(Instructions to follow):
The entries are given below. Output each one unchanged.

(Information):
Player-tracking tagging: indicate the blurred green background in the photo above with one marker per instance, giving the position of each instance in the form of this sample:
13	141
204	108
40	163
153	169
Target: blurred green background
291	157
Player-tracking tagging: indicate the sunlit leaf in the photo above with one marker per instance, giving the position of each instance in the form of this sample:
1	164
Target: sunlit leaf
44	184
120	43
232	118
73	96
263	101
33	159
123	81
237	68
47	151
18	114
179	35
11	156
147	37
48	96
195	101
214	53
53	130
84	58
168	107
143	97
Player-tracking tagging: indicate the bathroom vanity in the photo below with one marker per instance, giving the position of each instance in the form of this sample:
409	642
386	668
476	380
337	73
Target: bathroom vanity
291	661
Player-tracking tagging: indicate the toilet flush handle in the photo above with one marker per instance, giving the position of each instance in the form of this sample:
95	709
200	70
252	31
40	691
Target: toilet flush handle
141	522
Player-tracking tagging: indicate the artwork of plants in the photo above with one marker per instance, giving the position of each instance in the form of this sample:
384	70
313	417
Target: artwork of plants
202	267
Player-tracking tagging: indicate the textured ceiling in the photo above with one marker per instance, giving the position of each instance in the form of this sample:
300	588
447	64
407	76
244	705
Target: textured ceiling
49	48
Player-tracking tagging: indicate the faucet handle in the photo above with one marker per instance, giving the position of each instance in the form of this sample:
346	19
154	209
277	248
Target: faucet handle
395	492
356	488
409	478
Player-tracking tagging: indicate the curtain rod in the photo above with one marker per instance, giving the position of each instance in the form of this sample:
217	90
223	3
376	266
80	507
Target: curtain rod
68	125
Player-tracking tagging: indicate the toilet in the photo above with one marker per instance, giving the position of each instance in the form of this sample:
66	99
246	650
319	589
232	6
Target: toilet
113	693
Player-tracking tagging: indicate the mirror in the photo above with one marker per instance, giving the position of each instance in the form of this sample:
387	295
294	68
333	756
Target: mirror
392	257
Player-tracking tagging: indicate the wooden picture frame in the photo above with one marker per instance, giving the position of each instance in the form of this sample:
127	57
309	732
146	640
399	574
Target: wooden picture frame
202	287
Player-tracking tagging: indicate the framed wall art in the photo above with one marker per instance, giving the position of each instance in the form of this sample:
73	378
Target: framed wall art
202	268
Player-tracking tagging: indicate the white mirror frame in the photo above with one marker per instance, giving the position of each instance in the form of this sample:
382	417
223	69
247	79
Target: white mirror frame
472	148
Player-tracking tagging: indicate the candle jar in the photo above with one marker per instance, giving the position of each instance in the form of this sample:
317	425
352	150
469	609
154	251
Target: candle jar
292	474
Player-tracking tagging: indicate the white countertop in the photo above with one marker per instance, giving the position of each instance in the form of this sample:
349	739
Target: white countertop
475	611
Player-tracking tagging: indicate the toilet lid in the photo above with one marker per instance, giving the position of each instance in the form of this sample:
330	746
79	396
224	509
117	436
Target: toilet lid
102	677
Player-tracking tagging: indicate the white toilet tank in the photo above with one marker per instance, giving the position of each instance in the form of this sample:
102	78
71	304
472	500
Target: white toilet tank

(Result of the task):
Player-tracking tagging: indicate the blurred green background in the photo above with one marker per instance, giving the position of each instance in the form of this sample:
13	141
204	108
40	163
153	169
Target: blurred green background
291	157
Player-tracking tagging: indicate the sunlit leaf in the photo above with one marker per instance, giving the position of each instance in the form of this sample:
1	164
Target: sunlit leaf
44	184
120	43
232	118
73	96
263	101
33	159
123	81
237	68
47	151
18	114
179	35
11	156
147	37
48	96
195	101
214	53
53	130
84	58
168	107
143	97
Player-tracking tagging: indicate the bathroom vanity in the photo below with one marker per instance, giving the position of each instance in the form of this sample:
409	642
386	668
476	380
337	73
Target: bathroom vanity
291	661
Player-tracking tagging: indicate the toilet flush handle in the photo above with one marker per instance, giving the position of each instance in the form of this sample:
95	709
200	70
252	31
40	691
Target: toilet flush handle
141	522
Player-tracking tagging: indicate the artwork of plants in the photo above with one marker per instance, giving the position of each instance in the form of this sample:
384	70
313	417
Target: artwork of plants
202	267
Player-tracking tagging: indicate the textured ceiling in the photo above with one marker per instance, giving the position of each instance in the form of this sample:
300	588
447	64
407	76
244	705
Target: textured ceiling
49	48
Player-tracking tagging: indicate the faucet handle in the photo above with one marker per instance, giving the position of each instance in the form of this sample:
346	19
154	209
277	248
Target: faucet handle
395	492
356	488
409	478
Player-tracking tagging: indicate the curtain rod in the photo above with one marker per instance, giving the position of each instance in the form of this sample:
217	90
223	3
376	266
80	507
Target: curtain rod
68	125
Player-tracking tagging: indicate the toilet in the photo above with one marker per instance, giving the position of each instance in the form of this sample:
66	99
246	650
319	589
232	6
Target: toilet
113	693
Player-tracking tagging: indicate the mirror in the photo above with one marker per instance, giving the position of each instance in the form of this sample:
387	295
294	68
333	756
Target: mirror
392	257
Player-tracking tagging: indicate the wooden picture frame in the photo above with one marker per instance, giving the position of each instance in the form of this sample:
127	57
309	732
146	640
399	574
Target: wooden picture frame
202	287
Player-tracking tagging: indicate the framed wall art in the photo above with one marker per instance, giving the position of each instance in the form of this sample:
73	378
Target: framed wall art
202	268
Player-tracking tagging: indicate the white mirror frame in the photo above with one marker per instance, giving the position of each instance in the form of this sample:
382	417
223	69
247	79
Target: white mirror frame
472	148
Player-tracking tagging: indicate the candle jar in the photo above with one marker per instance, giving the position of each instance in the form of this sample:
317	425
352	150
469	609
154	251
Target: candle jar
292	474
Player-tracking tagging: indicate the white countertop in the photo above with one marker per instance, giving the position of each instance in the form of this sample:
349	739
Target: white countertop
475	611
Player-tracking tagging: indicate the toilet lid in the photo above with one marker per instance, giving the position of each instance in the form of this sample:
330	746
79	396
224	509
117	436
Target: toilet lid
102	677
Player-tracking tagging: indicate the white toilet tank in the photo above with one marker per instance, giving the position of each instance in the form of this sample:
102	78
71	304
472	500
Target: white toilet tank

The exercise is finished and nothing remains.